ASSIGNMENT -
A complete answer lists every line of the material where the string "clicks" occurs.

RECORDS PROVIDED -
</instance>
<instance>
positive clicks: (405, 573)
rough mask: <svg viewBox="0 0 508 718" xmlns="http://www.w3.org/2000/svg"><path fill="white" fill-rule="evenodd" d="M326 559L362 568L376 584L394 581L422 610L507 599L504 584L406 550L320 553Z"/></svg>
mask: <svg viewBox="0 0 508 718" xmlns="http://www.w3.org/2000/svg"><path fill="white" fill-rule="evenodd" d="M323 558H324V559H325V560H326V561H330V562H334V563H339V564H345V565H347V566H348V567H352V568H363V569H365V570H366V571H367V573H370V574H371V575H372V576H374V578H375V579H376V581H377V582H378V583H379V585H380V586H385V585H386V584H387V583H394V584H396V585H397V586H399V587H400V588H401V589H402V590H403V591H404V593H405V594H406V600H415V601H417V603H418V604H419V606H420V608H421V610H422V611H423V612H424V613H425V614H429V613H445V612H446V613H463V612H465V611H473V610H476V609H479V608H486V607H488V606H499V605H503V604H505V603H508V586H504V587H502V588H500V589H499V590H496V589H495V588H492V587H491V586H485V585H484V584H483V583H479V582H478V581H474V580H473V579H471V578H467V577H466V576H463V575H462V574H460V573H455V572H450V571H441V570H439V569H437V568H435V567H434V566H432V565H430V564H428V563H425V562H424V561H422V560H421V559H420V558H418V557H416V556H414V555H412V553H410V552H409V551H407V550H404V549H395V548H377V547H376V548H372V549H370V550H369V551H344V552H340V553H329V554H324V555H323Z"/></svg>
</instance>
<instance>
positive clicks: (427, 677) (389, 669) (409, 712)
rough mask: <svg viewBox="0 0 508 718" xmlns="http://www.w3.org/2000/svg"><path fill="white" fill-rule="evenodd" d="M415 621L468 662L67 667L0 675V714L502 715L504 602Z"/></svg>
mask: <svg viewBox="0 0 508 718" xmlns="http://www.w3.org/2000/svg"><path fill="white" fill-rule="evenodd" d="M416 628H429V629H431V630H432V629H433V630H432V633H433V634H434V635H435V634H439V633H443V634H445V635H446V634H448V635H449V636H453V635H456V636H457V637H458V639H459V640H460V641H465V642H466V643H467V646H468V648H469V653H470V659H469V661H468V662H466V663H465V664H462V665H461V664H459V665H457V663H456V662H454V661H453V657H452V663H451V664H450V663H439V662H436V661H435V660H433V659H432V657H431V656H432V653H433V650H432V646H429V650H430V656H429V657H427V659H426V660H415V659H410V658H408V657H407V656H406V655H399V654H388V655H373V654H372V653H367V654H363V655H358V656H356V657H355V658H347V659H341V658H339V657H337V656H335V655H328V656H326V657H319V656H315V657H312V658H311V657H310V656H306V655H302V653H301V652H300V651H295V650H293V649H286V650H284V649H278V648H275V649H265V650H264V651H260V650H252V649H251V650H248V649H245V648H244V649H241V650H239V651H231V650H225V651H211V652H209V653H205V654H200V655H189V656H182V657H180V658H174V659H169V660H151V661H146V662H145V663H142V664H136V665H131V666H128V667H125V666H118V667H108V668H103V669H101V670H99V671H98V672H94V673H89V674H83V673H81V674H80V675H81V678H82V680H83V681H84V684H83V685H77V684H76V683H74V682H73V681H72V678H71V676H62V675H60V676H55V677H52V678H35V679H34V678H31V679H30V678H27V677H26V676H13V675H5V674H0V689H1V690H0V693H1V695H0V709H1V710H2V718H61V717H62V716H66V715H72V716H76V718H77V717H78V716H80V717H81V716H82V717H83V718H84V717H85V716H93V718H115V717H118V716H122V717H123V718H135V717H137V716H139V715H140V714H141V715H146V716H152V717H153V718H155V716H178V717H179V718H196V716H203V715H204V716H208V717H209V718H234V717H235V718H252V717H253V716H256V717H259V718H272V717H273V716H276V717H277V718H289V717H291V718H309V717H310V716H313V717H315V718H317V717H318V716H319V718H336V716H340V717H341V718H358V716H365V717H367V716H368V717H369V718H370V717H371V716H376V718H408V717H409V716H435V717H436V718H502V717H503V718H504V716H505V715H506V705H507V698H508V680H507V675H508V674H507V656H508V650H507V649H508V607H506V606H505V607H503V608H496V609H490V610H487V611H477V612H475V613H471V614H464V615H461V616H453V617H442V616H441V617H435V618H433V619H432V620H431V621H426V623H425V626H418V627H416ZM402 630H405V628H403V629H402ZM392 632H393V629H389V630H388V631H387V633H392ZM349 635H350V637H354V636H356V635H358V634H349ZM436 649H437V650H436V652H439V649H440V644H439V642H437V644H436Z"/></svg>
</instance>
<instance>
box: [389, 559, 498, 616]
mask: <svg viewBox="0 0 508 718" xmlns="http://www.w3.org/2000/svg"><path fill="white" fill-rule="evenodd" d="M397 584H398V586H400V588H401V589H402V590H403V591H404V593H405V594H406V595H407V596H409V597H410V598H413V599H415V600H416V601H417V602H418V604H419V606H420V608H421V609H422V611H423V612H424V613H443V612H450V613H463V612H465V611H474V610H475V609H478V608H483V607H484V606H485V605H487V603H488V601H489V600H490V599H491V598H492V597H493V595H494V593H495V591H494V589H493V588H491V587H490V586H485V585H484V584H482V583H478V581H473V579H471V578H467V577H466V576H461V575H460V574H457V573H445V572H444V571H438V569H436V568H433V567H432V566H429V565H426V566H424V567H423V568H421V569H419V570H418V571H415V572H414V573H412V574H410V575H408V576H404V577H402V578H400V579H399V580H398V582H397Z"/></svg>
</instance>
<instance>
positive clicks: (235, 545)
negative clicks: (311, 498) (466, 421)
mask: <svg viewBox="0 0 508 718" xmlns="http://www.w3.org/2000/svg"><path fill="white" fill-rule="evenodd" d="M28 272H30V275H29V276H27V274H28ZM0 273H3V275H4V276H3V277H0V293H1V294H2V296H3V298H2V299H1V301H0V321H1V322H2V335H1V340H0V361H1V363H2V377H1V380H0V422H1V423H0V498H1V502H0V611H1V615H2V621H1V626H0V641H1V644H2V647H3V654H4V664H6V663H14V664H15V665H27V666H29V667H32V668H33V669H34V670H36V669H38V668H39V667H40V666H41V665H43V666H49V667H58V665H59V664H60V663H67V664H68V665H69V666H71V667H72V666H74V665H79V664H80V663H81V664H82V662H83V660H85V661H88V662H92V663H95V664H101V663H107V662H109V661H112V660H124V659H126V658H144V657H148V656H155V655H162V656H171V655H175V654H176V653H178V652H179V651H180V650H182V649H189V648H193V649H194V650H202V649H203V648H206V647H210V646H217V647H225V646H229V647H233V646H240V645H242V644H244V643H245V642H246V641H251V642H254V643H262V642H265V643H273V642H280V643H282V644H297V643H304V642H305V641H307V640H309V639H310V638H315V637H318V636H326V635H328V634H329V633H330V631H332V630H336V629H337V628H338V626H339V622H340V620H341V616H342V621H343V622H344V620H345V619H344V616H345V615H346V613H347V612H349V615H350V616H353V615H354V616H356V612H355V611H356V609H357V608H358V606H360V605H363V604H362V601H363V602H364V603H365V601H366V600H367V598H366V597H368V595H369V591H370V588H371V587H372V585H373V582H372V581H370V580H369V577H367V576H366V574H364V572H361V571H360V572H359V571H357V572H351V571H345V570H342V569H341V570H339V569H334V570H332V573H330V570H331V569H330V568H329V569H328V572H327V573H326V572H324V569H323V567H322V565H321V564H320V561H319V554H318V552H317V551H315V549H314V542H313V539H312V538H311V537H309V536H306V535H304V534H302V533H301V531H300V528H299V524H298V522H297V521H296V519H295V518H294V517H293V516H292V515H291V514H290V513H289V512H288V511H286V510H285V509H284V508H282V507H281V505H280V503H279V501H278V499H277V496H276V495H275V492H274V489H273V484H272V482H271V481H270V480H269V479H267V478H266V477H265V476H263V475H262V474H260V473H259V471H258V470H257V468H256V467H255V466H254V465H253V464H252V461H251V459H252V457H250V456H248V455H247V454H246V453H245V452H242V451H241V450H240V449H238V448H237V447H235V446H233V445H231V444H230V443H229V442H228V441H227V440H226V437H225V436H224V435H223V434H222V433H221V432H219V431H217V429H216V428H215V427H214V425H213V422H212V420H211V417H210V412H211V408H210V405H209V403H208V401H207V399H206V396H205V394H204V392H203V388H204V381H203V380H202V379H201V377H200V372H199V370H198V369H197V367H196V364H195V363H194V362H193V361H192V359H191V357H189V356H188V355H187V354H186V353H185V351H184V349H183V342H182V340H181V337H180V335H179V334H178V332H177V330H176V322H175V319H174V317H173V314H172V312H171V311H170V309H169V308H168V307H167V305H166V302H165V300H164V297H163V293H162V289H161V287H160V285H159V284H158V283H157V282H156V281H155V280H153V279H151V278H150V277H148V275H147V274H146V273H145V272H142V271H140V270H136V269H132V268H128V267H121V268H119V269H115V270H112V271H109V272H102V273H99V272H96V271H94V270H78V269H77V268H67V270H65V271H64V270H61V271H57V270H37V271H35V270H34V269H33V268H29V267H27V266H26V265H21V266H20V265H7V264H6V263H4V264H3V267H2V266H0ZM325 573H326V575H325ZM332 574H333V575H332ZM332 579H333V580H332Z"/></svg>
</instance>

RESULT OF THE TASK -
positive clicks: (405, 573)
positive clicks: (427, 677) (389, 669) (409, 712)
positive clicks: (235, 545)
negative clicks: (311, 498) (466, 421)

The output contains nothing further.